> **Exercise**
Gather every line in the records below that contains the word "brown", copying each one in full.

|---|

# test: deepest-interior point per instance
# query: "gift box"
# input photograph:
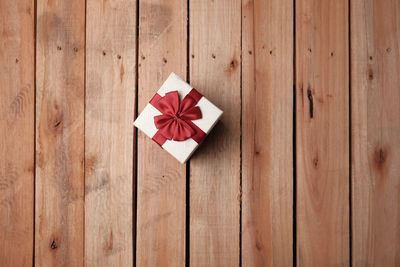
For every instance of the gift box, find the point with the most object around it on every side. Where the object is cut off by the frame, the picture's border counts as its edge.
(178, 118)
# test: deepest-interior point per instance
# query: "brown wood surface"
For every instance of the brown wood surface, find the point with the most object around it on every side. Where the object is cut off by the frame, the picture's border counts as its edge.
(322, 133)
(215, 168)
(60, 91)
(306, 175)
(109, 156)
(17, 100)
(267, 111)
(161, 208)
(375, 95)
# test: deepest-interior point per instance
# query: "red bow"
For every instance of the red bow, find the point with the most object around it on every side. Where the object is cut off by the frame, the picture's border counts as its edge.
(175, 121)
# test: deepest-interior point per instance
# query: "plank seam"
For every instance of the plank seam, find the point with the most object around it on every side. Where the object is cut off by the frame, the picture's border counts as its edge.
(84, 142)
(240, 134)
(135, 137)
(350, 155)
(294, 151)
(34, 126)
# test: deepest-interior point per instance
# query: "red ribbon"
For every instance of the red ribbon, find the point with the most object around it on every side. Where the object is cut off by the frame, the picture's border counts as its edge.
(175, 123)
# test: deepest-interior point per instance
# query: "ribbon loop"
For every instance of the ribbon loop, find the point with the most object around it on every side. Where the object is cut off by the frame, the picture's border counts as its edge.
(175, 123)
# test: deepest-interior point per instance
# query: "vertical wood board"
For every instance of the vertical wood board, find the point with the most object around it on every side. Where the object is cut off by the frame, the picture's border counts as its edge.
(161, 210)
(375, 95)
(16, 132)
(109, 135)
(267, 133)
(215, 38)
(322, 133)
(60, 54)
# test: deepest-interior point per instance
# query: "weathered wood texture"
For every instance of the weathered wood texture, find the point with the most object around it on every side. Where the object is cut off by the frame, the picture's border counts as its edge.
(60, 54)
(109, 134)
(16, 132)
(322, 133)
(271, 184)
(161, 208)
(215, 38)
(375, 95)
(267, 132)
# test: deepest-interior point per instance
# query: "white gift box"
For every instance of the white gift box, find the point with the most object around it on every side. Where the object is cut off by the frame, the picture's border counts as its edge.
(181, 150)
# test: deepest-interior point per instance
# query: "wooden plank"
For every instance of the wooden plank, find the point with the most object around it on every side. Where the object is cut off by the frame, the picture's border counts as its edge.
(375, 95)
(267, 132)
(215, 37)
(161, 209)
(322, 133)
(109, 135)
(16, 132)
(60, 133)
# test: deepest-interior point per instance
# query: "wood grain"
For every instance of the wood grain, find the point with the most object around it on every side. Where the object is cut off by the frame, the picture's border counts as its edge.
(161, 178)
(109, 135)
(267, 132)
(60, 133)
(16, 132)
(322, 133)
(215, 35)
(375, 57)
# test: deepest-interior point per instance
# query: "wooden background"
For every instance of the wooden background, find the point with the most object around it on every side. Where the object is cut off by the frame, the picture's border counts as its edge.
(302, 170)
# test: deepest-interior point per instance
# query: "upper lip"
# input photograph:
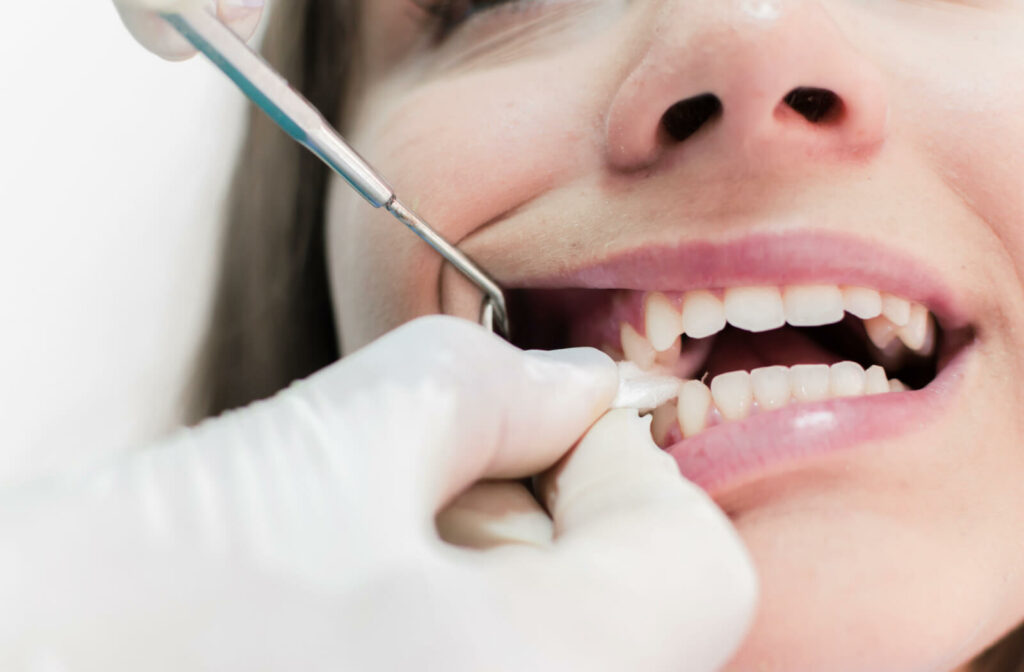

|---|

> **Correct result**
# query: "brown wood surface"
For every instance of the brown wood surface, find the point with the most object around it on every side. Where the object is cut off by the frame, the picture's border counts as its edge.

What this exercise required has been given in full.